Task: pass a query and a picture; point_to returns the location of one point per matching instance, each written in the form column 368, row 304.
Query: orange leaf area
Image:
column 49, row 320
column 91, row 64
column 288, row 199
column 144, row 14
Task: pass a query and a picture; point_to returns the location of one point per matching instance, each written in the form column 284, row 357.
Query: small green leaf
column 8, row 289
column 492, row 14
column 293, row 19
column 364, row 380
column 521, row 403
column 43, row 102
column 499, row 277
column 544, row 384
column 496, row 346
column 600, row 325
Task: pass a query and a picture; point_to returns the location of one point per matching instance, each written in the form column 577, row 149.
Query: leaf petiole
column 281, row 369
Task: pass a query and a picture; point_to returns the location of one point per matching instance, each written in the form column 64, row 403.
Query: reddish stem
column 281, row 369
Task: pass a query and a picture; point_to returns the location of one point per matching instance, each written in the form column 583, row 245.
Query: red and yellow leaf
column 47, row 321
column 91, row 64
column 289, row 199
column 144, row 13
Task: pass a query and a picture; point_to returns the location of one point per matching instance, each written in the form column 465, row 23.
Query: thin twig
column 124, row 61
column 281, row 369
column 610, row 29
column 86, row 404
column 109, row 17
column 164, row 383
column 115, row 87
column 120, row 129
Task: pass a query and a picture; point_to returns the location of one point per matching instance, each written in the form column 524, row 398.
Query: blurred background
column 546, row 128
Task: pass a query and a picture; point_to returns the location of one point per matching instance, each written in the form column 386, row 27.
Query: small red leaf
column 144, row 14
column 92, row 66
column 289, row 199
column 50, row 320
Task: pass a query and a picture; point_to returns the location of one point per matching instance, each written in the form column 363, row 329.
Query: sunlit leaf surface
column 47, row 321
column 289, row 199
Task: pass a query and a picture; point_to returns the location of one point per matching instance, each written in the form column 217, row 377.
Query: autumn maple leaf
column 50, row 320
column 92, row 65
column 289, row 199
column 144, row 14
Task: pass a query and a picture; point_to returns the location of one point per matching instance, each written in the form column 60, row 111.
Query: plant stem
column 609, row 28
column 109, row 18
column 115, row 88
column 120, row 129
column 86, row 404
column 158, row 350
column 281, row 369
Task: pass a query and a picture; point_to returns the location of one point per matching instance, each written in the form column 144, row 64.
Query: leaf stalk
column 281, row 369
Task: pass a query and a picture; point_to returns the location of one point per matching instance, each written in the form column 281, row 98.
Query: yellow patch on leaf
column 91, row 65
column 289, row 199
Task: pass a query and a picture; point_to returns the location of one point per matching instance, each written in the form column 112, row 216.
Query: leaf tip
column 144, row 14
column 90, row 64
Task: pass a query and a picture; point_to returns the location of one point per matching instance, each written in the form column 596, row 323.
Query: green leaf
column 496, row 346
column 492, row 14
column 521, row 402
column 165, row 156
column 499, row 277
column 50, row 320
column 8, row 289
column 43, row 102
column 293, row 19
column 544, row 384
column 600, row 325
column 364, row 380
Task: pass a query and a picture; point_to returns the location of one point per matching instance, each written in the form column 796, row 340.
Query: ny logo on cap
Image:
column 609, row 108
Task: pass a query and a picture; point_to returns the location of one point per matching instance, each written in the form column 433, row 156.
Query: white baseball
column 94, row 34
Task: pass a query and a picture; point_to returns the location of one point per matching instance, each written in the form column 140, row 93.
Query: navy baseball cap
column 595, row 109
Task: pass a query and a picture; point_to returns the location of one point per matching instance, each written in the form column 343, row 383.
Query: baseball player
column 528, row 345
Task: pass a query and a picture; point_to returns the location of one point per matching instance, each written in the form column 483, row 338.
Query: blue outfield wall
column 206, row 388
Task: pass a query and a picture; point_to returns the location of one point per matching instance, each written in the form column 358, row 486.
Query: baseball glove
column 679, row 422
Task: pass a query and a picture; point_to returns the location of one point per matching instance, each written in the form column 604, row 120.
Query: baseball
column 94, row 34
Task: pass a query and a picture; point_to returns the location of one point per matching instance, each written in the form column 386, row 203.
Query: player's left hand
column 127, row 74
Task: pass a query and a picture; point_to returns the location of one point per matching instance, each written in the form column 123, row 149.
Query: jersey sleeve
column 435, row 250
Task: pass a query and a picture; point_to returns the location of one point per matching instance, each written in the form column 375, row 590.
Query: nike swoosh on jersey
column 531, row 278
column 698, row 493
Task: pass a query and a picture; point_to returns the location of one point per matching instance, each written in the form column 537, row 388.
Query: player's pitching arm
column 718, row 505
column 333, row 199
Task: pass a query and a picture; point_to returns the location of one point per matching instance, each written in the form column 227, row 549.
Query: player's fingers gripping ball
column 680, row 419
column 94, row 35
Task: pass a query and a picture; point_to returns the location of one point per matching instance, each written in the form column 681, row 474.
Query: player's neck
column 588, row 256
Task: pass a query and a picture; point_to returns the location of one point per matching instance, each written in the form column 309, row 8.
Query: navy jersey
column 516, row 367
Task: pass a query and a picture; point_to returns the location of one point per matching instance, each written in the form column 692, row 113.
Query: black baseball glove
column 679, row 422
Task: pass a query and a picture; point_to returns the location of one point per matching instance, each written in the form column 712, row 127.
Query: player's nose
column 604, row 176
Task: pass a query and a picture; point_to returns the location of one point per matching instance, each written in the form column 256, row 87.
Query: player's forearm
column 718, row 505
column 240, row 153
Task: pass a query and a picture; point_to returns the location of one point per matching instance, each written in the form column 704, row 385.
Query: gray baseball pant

•••

Your response needs to restate the lines above exactly.

Your solution:
Task: pass a query and a picture; point_to returns the location of one point per matching instance, each written in the form column 368, row 304.
Query: orange leaf area
Image:
column 49, row 320
column 91, row 64
column 288, row 199
column 144, row 14
Task: pass a query and a picture; point_to returns the location of one point per matching instance, each written in the form column 284, row 357.
Query: small green leaf
column 8, row 289
column 492, row 14
column 293, row 19
column 364, row 380
column 521, row 403
column 43, row 102
column 499, row 277
column 544, row 384
column 496, row 346
column 600, row 325
Task: pass a query and a picture; point_to returns the location of one point per matching instance, each written in the form column 577, row 149.
Query: leaf petiole
column 281, row 369
Task: pass a query and a picture; point_to returns the location of one point per matching instance, each written in the form column 64, row 403.
Query: reddish stem
column 281, row 369
Task: pass a query and a picture; point_to returns the location of one point per matching instance, each written in the form column 583, row 245.
Query: red and yellow leaf
column 47, row 321
column 91, row 64
column 289, row 199
column 144, row 13
Task: pass a query and a picture; point_to returns the location of one point per matching instance, each written in the form column 465, row 23.
Query: thin twig
column 124, row 61
column 281, row 369
column 610, row 29
column 86, row 404
column 109, row 17
column 164, row 383
column 115, row 87
column 120, row 129
Task: pass a query and a picture; point_to returns the location of one point per matching instance, each written in the form column 524, row 398.
Query: blurred background
column 546, row 128
Task: pass a query and a picture; point_to returns the location of one point per matching instance, each written in the form column 386, row 27.
Query: small red leaf
column 144, row 14
column 92, row 66
column 289, row 199
column 50, row 320
Task: pass a query and a picture; point_to returns the location of one point per matching instance, each written in the form column 363, row 329.
Query: sunlit leaf surface
column 47, row 321
column 289, row 199
Task: pass a query and a picture; point_to returns the location of one point per matching instance, each written in the form column 217, row 377.
Query: autumn maple leaf
column 50, row 320
column 92, row 65
column 289, row 199
column 144, row 14
Task: pass a query and a picture; point_to returns the location of one point per matching instance, each written in the form column 60, row 111.
Query: plant stem
column 609, row 28
column 109, row 18
column 115, row 88
column 120, row 129
column 86, row 404
column 158, row 350
column 281, row 369
Task: pass a query and a picture; point_to returns the location of one point per matching instance, each written in the form column 144, row 64.
Query: leaf stalk
column 281, row 369
Task: pass a query and a picture; point_to returns the location of one point per matching instance, each written in the form column 281, row 98.
Query: yellow patch on leaf
column 91, row 65
column 289, row 199
Task: pass a query and a picture; point_to returns the location of one point per matching instance, each written in the form column 112, row 216.
Query: leaf tip
column 144, row 14
column 90, row 64
Task: pass a query and a picture; point_to returns the location of one point per matching instance, each written in the form column 596, row 323.
Query: green leaf
column 496, row 346
column 492, row 14
column 521, row 402
column 165, row 156
column 499, row 277
column 50, row 320
column 8, row 289
column 43, row 102
column 293, row 19
column 544, row 384
column 600, row 325
column 364, row 380
Task: pass a query and a picture; point_to returns the location of one point per matching instance, each written in the form column 796, row 340.
Query: ny logo on cap
Image:
column 609, row 108
Task: pass a query and a picture; point_to returns the location of one point per matching instance, each written in the form column 433, row 156.
Query: white baseball
column 94, row 34
Task: pass a query and a picture; point_to returns the location of one point per matching instance, each written in the form column 140, row 93.
Query: navy baseball cap
column 595, row 109
Task: pass a query and a picture; point_to returns the location of one point per matching instance, each written in the form column 343, row 383.
Query: baseball player
column 528, row 345
Task: pass a query and a picture; point_to returns the location of one point per matching instance, each written in the form column 483, row 338.
Query: blue outfield wall
column 206, row 388
Task: pass a query and a picture; point_to returns the location of one point per matching instance, each written in the form column 358, row 486.
Query: baseball glove
column 679, row 422
Task: pass a query and a picture; point_to returns the location of one point per matching instance, each written in the form column 604, row 120.
Query: baseball
column 94, row 34
Task: pass a query and a picture; point_to returns the location of one point per matching instance, each written in the form column 386, row 203.
Query: player's left hand
column 127, row 74
Task: pass a query and a picture; point_to returns the location of one point per matching instance, each written in the form column 123, row 149.
Query: jersey sleeve
column 435, row 250
Task: pass a query and a picture; point_to returns the location of one point per matching instance, each written in the form column 375, row 590.
Query: nike swoosh on jersey
column 531, row 278
column 698, row 493
Task: pass a query and a picture; point_to returns the location of one point per matching instance, each written in the form column 537, row 388.
Query: player's pitching arm
column 718, row 505
column 333, row 199
Task: pass a query and a picture; point_to returns the location of one point per matching instance, each written in the form column 227, row 549.
Query: player's fingers gripping ball
column 680, row 419
column 94, row 35
Task: pass a query and a picture; point_to returns the location of one point per matching instance, each written in the form column 681, row 474.
Query: player's neck
column 588, row 256
Task: pass a query and a picture; point_to returns the location of one point per matching instance, each written in the form column 309, row 8.
Query: navy jersey
column 516, row 367
Task: pass a query and a picture; point_to returns the location of one point per matching instance, each written in the form column 692, row 113.
Query: black baseball glove
column 679, row 422
Task: pass a query and a picture; point_to returns the location of one point per matching instance, each written in the form column 712, row 127.
Query: player's nose
column 604, row 176
Task: pass a query and a picture; point_to returns the location of one point per matching instance, each written in the form column 256, row 87.
Query: player's forearm
column 718, row 505
column 240, row 153
Task: pass a query and a picture; point_to returns the location of one point per matching instance, each written in the form column 704, row 385.
Query: gray baseball pant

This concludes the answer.